Exercise objective:
Bring together copies of the lines in the data below that contain the word "framed".

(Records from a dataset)

___

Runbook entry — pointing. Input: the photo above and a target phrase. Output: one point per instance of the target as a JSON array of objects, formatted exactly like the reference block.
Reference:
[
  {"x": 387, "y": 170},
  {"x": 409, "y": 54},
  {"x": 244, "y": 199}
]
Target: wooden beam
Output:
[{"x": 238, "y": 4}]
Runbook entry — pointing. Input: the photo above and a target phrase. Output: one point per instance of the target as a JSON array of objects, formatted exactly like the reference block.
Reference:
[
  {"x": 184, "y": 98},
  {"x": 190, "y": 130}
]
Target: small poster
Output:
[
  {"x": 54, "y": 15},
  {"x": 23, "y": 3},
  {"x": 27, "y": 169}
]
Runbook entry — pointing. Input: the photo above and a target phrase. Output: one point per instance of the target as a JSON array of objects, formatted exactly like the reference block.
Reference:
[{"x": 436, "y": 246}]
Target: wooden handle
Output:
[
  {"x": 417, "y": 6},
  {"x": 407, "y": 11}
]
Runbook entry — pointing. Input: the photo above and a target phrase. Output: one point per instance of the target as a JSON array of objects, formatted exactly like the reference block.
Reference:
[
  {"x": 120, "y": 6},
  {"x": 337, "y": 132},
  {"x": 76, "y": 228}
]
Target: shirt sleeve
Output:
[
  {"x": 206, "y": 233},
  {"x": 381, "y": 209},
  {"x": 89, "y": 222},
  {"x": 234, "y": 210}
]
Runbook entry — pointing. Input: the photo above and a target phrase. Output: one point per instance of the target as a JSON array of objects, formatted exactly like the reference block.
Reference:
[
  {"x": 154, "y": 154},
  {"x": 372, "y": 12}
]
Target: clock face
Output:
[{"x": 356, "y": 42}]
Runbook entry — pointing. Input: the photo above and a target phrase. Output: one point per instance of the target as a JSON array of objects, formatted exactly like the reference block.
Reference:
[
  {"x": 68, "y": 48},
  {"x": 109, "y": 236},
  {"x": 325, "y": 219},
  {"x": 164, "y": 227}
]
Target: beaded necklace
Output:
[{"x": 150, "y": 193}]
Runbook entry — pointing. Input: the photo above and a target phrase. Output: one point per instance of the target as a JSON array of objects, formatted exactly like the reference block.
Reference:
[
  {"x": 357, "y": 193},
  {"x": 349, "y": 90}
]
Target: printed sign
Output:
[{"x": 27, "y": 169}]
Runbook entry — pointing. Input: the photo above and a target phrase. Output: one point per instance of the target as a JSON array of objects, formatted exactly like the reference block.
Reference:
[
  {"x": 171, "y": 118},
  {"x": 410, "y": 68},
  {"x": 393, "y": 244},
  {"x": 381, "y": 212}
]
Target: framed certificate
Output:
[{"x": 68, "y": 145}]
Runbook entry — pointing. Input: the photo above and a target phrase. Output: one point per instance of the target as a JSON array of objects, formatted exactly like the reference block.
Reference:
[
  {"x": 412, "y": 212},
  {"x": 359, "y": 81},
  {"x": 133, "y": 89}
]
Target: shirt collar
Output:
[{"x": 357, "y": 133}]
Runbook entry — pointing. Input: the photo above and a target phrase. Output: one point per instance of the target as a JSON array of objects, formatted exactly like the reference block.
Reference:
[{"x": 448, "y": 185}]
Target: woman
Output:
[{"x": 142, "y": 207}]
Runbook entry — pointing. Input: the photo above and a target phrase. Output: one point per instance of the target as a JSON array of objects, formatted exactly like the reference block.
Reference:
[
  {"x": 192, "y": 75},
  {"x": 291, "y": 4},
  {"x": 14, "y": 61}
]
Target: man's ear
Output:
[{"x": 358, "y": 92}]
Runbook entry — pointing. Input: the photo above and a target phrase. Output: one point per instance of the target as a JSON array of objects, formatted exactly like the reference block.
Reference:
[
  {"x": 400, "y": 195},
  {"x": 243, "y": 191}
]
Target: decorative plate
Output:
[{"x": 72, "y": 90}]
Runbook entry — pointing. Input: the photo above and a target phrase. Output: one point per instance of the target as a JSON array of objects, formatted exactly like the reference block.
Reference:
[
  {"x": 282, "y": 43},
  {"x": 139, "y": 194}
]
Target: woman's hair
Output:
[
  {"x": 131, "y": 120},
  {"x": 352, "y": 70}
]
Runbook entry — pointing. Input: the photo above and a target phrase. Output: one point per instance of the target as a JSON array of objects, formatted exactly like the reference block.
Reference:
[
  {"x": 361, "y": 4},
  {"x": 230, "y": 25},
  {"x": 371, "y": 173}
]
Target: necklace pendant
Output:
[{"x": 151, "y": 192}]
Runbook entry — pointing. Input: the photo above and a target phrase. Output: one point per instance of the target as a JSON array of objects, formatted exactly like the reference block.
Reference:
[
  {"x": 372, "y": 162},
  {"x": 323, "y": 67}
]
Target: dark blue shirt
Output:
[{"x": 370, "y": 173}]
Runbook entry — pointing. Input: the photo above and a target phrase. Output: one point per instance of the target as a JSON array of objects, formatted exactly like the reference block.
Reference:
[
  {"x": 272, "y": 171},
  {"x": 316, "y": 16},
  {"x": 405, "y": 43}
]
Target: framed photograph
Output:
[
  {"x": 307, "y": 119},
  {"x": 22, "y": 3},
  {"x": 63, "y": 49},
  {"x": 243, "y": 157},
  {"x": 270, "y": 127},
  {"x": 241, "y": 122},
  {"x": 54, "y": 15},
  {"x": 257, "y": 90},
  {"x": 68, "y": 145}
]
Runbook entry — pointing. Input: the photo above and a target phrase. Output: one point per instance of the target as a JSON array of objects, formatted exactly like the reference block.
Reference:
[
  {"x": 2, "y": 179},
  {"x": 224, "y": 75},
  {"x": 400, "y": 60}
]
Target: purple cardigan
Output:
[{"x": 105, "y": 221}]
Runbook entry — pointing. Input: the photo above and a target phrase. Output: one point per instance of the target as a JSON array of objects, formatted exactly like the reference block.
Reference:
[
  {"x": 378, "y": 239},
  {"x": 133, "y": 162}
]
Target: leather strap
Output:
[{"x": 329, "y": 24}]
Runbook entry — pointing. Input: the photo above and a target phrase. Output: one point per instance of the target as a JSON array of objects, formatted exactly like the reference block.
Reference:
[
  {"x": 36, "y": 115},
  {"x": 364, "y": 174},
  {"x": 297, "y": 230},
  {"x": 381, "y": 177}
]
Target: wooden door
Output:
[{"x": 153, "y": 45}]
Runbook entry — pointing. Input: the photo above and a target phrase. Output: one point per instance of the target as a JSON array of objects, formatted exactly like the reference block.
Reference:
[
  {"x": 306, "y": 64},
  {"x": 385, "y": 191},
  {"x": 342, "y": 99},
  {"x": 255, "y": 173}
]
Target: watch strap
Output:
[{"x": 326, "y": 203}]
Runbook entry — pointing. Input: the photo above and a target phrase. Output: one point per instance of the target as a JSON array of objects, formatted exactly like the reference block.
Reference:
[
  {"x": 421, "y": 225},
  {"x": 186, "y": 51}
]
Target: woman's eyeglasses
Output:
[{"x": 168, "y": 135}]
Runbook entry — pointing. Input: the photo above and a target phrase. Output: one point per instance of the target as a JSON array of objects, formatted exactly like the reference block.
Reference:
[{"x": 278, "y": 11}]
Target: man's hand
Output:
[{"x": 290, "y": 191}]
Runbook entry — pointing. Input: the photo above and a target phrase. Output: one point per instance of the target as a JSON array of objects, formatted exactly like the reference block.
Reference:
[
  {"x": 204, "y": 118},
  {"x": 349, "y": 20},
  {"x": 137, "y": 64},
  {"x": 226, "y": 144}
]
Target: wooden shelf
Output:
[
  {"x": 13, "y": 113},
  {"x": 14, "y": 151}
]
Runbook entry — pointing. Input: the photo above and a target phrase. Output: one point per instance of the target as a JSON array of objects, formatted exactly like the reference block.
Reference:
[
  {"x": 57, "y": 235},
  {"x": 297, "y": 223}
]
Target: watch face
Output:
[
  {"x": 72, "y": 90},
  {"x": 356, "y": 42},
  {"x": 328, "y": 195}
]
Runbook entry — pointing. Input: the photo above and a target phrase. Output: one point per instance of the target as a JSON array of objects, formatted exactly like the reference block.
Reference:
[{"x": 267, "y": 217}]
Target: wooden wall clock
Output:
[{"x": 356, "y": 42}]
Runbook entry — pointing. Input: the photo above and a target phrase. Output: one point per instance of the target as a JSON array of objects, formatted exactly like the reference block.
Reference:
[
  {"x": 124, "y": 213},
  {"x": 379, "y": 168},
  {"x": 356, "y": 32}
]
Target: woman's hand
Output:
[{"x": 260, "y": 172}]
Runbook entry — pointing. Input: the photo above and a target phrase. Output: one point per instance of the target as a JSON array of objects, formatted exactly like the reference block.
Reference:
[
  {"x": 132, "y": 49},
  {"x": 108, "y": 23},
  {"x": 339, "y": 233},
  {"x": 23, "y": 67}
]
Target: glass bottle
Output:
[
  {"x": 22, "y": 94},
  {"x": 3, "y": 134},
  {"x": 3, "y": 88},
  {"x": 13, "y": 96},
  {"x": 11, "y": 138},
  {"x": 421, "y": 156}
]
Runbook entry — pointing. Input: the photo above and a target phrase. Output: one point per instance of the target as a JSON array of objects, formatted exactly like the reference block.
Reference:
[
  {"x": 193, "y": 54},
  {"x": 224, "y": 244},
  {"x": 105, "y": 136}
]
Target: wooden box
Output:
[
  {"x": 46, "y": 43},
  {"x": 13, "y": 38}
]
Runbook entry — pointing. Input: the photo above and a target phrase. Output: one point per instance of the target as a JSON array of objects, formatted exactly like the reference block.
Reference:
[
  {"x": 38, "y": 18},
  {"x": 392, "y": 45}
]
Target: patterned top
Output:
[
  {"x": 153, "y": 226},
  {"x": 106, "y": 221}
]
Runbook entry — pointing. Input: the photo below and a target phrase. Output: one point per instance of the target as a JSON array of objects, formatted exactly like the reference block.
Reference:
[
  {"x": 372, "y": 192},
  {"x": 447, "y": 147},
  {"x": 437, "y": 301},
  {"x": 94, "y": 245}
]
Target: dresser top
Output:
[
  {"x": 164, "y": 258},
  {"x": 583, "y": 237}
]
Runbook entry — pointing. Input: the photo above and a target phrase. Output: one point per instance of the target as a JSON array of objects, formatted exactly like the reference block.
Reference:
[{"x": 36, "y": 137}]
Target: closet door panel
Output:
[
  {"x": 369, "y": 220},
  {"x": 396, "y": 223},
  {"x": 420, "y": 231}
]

___

Response to the task:
Target: framed certificate
Target: framed photograph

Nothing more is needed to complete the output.